══ Brano
Quindi, che cosa puoi fare ora?
1. Ascolta te stessa.
Hai già dentro di te tante risposte. Hai scritto: "Mi sento umiliata, giudicata, trattata a pesci in faccia". Questa frase pesa. Se una tua amica te la dicesse dopo aver subito quello che hai subito tu, cosa le diresti?
2. Riconosci i segnali.
Le urla, le accuse, la mancanza di empatia nei tuoi confronti non sono "incidenti di percorso", ma segnali che nella relazione c'è un disequilibrio emotivo e forse anche relazionale. Se succede più volte, non è un episodio isolato, è una dinamica.
3. Chiediti: come ti senti quando stai con lui?
Ti senti libera, ascoltata, serena? O cammini sulle uova, stai attenta a ogni parola, ti colpevolizzi, ti senti sola anche in due?
4. Rivolgiti a un supporto professionale
Parlare con una psicologa o uno psicologo può aiutarti a vedere con più chiarezza cosa sta succedendo e a rafforzare la tua autostima. Spesso, chi ha vissuto esperienze invalidanti tende a normalizzare situazioni che in realtà sono dannose.
E infine: No, non sei fragile.
Essere sensibili non significa essere deboli. Avere bisogno di ascolto non significa essere infantili. Pretendere rispetto non significa essere egocentrici. Significa solo che stai cominciando a riconoscere il tuo valore, e questo è un atto di forza, non di debolezza.

Se vuoi, possiamo anche scrivere insieme un messaggio per chiarire o chiudere, oppure lavorare su come affrontare un dialogo. Ci sono tanti modi per sostenerti, anche piccoli passi. Fammi sapere come vuoi procedere, sono qui con te.
════
## I tuoi compiti
1 > Rispondi in base al brano sui consigli per una relazione difficile:
(a) Quale frase ha scritto la persona a cui il brano si rivolge?
(b) Con chi suggerisce di parlare il punto 4?
(c) Che cosa non significa essere sensibili, secondo il brano?
2 > Trascrivi senza modifiche la parte del brano sui consigli per una relazione difficile che comincia con "2. Riconosci i" e finisce con "è una dinamica.".
3 > Riprendi il brano sui consigli per una relazione difficile e proseguilo dopo la sua ultima frase.
══ Dati
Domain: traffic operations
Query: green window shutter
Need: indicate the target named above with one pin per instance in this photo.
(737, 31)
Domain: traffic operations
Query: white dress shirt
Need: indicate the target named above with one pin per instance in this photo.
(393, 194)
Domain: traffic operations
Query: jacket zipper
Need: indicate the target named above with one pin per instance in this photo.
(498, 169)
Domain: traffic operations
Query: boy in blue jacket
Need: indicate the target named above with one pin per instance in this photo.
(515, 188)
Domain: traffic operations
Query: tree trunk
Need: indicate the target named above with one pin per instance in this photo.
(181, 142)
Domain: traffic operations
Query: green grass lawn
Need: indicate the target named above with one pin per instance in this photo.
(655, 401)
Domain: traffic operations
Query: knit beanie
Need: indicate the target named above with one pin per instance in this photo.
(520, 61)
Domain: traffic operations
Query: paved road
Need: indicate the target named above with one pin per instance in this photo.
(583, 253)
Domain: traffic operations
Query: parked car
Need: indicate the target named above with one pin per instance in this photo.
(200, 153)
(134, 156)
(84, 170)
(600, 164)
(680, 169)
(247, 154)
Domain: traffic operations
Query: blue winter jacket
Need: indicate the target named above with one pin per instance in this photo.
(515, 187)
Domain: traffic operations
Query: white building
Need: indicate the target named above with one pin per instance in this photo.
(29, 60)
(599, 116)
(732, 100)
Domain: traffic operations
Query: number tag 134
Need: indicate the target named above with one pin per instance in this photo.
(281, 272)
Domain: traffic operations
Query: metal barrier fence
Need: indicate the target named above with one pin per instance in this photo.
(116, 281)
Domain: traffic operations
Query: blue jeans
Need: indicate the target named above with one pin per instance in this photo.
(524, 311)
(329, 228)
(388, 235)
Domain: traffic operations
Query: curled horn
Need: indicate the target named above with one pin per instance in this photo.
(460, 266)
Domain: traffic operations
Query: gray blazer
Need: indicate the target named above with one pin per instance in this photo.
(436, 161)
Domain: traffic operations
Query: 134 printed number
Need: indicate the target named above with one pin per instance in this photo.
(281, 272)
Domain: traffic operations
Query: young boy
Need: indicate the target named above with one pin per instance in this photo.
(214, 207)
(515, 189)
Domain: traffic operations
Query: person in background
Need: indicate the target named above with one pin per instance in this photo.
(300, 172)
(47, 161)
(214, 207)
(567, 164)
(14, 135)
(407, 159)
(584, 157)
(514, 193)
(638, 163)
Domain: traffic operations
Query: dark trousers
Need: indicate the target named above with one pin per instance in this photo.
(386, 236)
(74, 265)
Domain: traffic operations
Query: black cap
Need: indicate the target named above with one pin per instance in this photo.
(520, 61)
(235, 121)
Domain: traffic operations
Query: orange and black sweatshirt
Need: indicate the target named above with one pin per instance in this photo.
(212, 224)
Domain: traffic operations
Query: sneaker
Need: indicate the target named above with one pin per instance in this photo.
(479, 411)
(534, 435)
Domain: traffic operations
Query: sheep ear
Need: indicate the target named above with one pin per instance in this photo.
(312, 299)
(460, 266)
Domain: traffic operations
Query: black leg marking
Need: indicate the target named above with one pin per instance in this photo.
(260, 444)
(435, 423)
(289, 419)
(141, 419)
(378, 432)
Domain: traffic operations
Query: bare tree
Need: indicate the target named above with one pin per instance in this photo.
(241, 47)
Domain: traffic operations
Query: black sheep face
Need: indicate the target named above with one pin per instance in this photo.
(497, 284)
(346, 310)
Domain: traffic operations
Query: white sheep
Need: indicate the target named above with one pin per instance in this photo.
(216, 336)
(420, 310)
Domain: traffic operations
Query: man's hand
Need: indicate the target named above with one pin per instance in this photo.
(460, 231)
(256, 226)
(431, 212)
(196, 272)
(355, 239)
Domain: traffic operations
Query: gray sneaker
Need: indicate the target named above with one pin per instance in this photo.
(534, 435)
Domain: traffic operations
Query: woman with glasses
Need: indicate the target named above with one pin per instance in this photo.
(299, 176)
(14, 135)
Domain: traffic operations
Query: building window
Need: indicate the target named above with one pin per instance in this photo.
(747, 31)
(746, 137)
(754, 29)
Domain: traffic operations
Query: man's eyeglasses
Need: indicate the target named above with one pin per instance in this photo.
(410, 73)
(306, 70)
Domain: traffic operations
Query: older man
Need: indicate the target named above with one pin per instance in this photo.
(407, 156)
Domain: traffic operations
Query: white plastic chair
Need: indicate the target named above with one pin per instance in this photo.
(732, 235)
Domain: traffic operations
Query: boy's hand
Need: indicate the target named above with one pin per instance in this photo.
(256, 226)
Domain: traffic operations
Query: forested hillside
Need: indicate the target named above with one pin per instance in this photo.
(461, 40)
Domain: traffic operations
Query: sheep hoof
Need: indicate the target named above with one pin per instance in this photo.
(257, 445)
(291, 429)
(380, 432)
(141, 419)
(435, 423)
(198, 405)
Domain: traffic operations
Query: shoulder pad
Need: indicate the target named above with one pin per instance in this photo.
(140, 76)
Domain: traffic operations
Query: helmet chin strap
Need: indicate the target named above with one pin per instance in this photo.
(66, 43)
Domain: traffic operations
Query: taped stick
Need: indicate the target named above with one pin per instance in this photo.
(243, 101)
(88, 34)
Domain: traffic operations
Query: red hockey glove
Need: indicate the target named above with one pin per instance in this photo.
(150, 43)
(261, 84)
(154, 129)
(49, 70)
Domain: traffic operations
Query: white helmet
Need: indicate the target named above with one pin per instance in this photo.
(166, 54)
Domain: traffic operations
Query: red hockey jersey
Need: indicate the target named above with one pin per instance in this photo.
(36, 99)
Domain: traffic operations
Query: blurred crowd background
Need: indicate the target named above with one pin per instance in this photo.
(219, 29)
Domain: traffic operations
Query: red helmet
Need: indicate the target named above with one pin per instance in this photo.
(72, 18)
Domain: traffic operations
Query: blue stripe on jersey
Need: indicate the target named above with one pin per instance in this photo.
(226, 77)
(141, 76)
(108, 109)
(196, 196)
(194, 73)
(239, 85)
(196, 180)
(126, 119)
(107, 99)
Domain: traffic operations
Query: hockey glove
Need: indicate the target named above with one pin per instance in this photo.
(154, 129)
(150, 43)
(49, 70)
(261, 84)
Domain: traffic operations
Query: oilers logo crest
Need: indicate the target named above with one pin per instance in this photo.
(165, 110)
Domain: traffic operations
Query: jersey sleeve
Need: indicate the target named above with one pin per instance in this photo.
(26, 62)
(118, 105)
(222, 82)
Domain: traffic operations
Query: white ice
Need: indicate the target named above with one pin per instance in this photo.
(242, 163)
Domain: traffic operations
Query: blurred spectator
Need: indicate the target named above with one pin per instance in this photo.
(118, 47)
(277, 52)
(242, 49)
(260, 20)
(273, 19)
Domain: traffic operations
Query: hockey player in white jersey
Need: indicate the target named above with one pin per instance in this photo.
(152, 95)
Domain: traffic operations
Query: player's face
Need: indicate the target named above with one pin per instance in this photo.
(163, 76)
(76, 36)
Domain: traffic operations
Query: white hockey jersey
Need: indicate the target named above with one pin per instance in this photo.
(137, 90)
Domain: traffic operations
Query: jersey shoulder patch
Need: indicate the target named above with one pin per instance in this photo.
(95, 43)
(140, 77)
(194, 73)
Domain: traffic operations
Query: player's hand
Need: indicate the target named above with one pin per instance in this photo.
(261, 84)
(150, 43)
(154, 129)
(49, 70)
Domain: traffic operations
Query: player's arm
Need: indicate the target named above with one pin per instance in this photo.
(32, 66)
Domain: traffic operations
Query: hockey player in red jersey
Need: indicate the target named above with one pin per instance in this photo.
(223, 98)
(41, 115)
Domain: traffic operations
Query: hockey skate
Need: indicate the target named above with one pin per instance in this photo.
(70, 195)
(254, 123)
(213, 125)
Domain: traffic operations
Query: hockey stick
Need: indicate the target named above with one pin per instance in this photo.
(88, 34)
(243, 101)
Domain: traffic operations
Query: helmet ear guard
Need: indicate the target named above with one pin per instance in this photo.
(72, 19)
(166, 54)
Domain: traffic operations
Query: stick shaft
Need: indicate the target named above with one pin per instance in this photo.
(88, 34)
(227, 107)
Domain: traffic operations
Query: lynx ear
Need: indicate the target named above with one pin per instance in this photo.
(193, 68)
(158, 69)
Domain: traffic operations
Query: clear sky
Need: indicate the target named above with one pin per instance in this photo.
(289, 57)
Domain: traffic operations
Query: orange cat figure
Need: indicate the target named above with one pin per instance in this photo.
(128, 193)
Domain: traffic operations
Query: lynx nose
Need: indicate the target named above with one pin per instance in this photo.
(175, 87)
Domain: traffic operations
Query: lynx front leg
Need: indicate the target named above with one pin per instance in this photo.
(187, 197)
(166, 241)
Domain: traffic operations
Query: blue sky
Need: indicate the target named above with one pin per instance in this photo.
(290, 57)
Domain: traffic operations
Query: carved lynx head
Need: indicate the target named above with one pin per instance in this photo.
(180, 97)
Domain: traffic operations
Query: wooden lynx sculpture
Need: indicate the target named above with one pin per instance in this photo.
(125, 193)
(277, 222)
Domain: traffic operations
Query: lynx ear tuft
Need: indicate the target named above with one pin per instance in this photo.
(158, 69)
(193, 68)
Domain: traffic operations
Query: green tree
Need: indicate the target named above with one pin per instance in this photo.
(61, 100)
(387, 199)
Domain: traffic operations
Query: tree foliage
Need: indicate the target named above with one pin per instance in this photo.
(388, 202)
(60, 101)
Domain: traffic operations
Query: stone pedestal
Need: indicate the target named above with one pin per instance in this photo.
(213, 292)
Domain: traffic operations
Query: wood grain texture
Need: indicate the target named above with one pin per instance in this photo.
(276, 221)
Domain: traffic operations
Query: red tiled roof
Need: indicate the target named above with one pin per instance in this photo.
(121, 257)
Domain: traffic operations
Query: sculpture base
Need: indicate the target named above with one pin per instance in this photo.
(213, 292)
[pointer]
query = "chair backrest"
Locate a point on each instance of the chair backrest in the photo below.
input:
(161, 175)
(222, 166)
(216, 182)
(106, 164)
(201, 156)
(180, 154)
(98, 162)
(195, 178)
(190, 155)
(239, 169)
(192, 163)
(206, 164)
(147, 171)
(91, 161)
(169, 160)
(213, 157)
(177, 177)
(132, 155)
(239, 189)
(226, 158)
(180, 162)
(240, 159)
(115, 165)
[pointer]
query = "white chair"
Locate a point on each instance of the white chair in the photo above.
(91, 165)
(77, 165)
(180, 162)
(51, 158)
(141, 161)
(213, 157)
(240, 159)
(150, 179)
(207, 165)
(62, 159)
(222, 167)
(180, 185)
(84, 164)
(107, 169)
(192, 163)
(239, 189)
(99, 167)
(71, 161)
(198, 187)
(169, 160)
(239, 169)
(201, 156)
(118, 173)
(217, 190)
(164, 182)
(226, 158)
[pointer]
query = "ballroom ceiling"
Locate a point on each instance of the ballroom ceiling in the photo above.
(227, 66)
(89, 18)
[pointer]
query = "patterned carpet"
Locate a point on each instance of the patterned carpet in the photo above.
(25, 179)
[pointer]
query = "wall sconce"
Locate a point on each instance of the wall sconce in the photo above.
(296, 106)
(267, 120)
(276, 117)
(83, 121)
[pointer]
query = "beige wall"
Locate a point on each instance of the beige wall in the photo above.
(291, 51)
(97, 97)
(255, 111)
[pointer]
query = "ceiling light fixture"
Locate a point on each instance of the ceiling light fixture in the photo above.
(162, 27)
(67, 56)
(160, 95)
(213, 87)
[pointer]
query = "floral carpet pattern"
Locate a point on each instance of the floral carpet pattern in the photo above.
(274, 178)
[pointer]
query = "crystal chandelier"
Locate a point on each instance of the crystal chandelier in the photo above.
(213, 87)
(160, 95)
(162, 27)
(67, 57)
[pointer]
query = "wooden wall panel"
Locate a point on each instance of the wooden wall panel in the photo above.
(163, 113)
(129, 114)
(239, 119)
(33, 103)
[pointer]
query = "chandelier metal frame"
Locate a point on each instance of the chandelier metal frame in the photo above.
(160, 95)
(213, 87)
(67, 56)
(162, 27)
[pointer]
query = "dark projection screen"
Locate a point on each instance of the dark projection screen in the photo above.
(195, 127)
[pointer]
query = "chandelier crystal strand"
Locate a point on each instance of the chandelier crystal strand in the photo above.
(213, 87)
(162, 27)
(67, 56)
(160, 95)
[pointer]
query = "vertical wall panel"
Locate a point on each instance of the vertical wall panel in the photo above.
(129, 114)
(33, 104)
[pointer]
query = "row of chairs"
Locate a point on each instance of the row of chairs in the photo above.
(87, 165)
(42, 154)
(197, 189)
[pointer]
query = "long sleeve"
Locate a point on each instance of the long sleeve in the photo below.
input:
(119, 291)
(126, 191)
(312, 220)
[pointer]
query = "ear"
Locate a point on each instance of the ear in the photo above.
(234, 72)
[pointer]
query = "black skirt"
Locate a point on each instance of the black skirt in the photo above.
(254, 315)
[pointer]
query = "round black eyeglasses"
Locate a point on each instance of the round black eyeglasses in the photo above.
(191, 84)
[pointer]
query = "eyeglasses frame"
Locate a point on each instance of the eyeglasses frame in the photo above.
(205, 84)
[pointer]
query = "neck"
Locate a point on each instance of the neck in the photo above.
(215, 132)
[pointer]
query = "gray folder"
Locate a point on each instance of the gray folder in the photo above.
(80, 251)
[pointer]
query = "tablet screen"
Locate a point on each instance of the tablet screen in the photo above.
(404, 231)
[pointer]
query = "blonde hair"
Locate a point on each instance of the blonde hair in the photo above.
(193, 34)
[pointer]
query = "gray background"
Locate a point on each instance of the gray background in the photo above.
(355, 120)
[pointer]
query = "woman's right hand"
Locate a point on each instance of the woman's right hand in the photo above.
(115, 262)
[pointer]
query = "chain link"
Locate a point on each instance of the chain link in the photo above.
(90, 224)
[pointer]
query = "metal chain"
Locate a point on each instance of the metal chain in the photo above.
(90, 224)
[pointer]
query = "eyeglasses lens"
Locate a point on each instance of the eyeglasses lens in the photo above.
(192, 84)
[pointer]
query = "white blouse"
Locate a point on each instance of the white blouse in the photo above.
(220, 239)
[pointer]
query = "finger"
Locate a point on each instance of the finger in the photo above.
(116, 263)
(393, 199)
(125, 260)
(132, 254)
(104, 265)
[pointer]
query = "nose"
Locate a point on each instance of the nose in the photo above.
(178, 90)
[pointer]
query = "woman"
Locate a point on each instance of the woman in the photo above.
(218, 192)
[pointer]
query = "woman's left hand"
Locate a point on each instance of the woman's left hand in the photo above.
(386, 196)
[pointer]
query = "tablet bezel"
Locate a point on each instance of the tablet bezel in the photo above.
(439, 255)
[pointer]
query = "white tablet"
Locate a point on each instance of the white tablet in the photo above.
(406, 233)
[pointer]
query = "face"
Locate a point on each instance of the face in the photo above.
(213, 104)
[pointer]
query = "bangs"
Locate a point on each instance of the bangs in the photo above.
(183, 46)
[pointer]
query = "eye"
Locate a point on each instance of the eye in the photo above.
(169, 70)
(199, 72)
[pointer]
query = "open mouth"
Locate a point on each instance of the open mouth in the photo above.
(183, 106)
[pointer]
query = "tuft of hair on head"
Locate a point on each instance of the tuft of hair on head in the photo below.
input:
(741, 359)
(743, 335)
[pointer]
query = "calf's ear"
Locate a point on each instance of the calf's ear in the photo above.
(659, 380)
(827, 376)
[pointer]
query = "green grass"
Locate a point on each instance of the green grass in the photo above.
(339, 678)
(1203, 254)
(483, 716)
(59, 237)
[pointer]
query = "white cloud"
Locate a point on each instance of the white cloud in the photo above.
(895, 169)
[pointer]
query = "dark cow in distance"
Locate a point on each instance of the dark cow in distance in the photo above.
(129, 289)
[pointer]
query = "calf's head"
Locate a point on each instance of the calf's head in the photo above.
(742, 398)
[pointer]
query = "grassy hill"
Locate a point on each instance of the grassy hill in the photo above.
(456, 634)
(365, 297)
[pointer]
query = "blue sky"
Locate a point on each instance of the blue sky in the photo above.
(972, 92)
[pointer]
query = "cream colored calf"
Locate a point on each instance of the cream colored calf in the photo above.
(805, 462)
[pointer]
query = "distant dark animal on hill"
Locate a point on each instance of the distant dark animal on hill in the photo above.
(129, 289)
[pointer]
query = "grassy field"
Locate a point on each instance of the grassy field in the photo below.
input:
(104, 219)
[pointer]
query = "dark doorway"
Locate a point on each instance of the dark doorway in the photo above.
════
## Risposte attese
1 >
(a) "Mi sento umiliata, giudicata, trattata a pesci in faccia".
(b) Con una psicologa o uno psicologo.
(c) Non significa essere deboli.

2 >
2. Riconosci i segnali.
Le urla, le accuse, la mancanza di empatia nei tuoi confronti non sono "incidenti di percorso", ma segnali che nella relazione c'è un disequilibrio emotivo e forse anche relazionale. Se succede più volte, non è un episodio isolato, è una dinamica.

3 >
Janett Aruta
Psicologa - ricevo su MioDottore
Dr. Riccardo Sirio
Psicologo, Psicologo clinico
Trofarello
Quello che provi è del tutto legittimo: ti sei sentita non ascoltata, giudicata e umiliata proprio in un momento di fragilità, e questo ha generato in te dolore e confusione. Non sei esagerata né troppo sensibile: desiderare empatia e rispetto nei momenti difficili è un bisogno umano profondo, non un difetto. Quando una relazione ti fa sentire piccola, sbagliata o costantemente sotto accusa, è importante fermarsi e chiedersi se stai davvero ricevendo ciò di cui hai bisogno per stare bene. E' fondamentale comprendere sè stessi. Ascoltati in particolar modo in momenti cosi difficili. Le tue emozioni in questo momento sono una bussola. Rimango a disposizione, qualora sentissi la necessità di un supporto.
Dott.ssa Sara Petroni
Psicologo clinico, Psicologo
Tarquinia
Gentile utente,
da ciò che descrive non emerge una reazione “ingigantita”, ma una situazione in cui Lei si è trovata ripetutamente svalutata, interrotta e rimproverata nel momento in cui esprimeva un bisogno emotivo legittimo. Il punto non è la torta o la Pasquetta, ma il fatto che, di fronte a un suo dispiacere e a un momento di vulnerabilità, il suo compagno non ha mostrato ascolto né rispetto, arrivando a umiliarla davanti ai genitori. Anche la reazione della madre, che giustifica il comportamento e mette in dubbio la sua sensibilità, contribuisce a farla sentire fragile o inadeguata, quando in realtà sta semplicemente riconoscendo che certi modi non sono accettabili.

Essere trattata con frasi come “rompi”, “sei infantile”, “vedi di crescere” non è una forma di schiettezza caratteriale, ma un modo aggressivo e svalutante di gestire il conflitto. Una relazione sana si basa sulla capacità di ascoltarsi, di rispettare i tempi emotivi dell’altro e di prendersi cura dell’impatto delle proprie parole. Il fatto che Lei abbia avuto un attacco di panico dopo quella scena indica quanto profondamente sia stata colpita.

È comprensibile che, venendo da un contesto familiare in cui si sentiva giudicata, oggi faccia fatica a riconoscere la linea tra sensibilità e mancanza di rispetto. Ma ciò che è accaduto non è “normale”, né è qualcosa a cui dovrebbe abituarsi. Non si tratta di diventare più forte, ma di chiedersi se questa relazione le offre il tipo di presenza emotiva, ascolto e sicurezza di cui ha bisogno per stare bene.

Valutare dei confini più chiari o un allontanamento non significa drammatizzare, ma proteggere la propria dignità. Se sente il bisogno, un percorso psicologico potrebbe aiutarla a distinguere meglio ciò che è una sua insicurezza da ciò che invece è un comportamento oggettivamente svalutante da parte del partner.